Segment Start: PROVIDED RECORDS

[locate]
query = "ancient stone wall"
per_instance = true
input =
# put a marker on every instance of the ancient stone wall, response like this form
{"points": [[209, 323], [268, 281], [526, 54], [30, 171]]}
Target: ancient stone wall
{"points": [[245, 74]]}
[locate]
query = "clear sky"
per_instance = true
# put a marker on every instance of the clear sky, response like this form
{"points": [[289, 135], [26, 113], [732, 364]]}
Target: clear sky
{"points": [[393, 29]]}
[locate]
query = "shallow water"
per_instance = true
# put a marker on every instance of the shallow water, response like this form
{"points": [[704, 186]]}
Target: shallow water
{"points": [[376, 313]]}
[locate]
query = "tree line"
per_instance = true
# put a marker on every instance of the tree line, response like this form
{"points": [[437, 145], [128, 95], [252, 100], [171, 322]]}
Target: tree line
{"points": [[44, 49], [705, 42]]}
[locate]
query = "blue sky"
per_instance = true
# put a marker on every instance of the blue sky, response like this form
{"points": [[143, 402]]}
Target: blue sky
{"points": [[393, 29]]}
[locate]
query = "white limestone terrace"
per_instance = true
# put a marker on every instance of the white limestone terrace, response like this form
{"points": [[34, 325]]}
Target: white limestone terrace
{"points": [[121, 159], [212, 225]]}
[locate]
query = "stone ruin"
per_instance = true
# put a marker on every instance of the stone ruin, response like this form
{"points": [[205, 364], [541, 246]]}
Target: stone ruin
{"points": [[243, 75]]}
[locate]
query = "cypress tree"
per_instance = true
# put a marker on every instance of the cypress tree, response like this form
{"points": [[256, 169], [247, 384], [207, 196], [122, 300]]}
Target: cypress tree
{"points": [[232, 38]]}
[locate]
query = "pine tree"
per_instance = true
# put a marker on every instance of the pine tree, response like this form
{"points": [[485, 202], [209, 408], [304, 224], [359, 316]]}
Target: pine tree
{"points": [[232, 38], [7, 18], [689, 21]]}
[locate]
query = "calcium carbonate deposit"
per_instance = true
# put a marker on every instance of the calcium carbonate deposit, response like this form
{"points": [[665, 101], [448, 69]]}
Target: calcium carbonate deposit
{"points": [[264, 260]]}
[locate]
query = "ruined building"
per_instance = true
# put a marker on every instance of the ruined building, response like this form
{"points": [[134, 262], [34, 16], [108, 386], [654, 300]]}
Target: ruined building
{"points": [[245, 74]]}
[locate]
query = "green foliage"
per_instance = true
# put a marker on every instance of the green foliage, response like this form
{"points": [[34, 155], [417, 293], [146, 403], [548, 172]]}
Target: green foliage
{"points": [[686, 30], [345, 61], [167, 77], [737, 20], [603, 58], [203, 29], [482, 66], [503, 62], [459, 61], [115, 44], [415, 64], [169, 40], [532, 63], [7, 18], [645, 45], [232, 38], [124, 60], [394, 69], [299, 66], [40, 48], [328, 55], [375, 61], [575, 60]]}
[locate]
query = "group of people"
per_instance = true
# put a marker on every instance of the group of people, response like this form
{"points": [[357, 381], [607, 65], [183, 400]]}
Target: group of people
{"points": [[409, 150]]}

Segment End: PROVIDED RECORDS

■ WHAT TO WORK ON ■
Each record needs to be duplicated exactly.

■ EXPECTED ANSWER ■
[locate]
query = "ancient stone wall"
per_instance = true
input =
# put a marker on every instance of the ancient stone wall, response like this form
{"points": [[209, 323], [268, 281], [526, 54], [30, 171]]}
Target: ancient stone wall
{"points": [[245, 74]]}
[locate]
query = "clear sky"
per_instance = true
# put a marker on every instance of the clear sky, response like this form
{"points": [[289, 135], [26, 113], [732, 364]]}
Target: clear sky
{"points": [[393, 29]]}
[locate]
query = "shallow water"
per_instance = true
# put a marker on every instance of the shallow water, response like this form
{"points": [[704, 186]]}
Target: shallow water
{"points": [[376, 313]]}
[locate]
query = "tree line"
per_instance = true
# put a marker on every instance of the tree line, response like this form
{"points": [[437, 145], [128, 95], [252, 100], [171, 322]]}
Target: tree line
{"points": [[44, 49], [705, 42]]}
[locate]
query = "blue sky"
per_instance = true
# put a marker on every instance of the blue sky, response like this form
{"points": [[143, 402]]}
Target: blue sky
{"points": [[393, 29]]}
[locate]
query = "white limestone terrace"
per_instance = true
# put a marker on every instance of the white limestone terrace, response like this form
{"points": [[34, 325]]}
Target: white limestone terrace
{"points": [[121, 159], [212, 225]]}
[locate]
query = "stone ruin"
per_instance = true
# put a marker on every instance of the stone ruin, response like this form
{"points": [[205, 364], [541, 246]]}
Target: stone ruin
{"points": [[243, 75]]}
[locate]
query = "cypress tree"
per_instance = true
# put a marker on every instance of the cypress tree, response like this form
{"points": [[256, 169], [247, 384], [207, 196], [122, 300]]}
Target: cypress tree
{"points": [[232, 38]]}
[locate]
query = "pine tree"
per_instance = true
# put a marker on every instance of the pine tree, response like this form
{"points": [[485, 202], [209, 408], [304, 224], [359, 316]]}
Target: pine tree
{"points": [[232, 38], [7, 18], [689, 21]]}
[locate]
query = "calcium carbonate deposit"
per_instance = true
# put a marker on every instance of the calcium carbonate deposit, response like this form
{"points": [[665, 101], [448, 69]]}
Target: calcium carbonate deposit
{"points": [[264, 260]]}
[locate]
query = "ruined building"
per_instance = true
# put a marker on every instance of the ruined building, response like this form
{"points": [[134, 262], [34, 16], [108, 386], [654, 300]]}
Target: ruined building
{"points": [[245, 74]]}
[locate]
query = "green foliage"
per_instance = true
# put a marker on every instance of the green foliage, response like this form
{"points": [[34, 155], [417, 293], [146, 403], [548, 172]]}
Target: green foliage
{"points": [[686, 30], [345, 61], [167, 77], [737, 20], [603, 58], [203, 29], [482, 66], [503, 62], [459, 61], [115, 44], [415, 64], [169, 40], [532, 63], [7, 18], [645, 45], [232, 38], [124, 60], [394, 69], [299, 66], [40, 48], [328, 55], [375, 61], [575, 60]]}
[locate]
query = "group of people"
per_instance = true
# put a marker on every instance of the group of people, response like this form
{"points": [[357, 381], [607, 65], [183, 400]]}
Target: group of people
{"points": [[409, 150]]}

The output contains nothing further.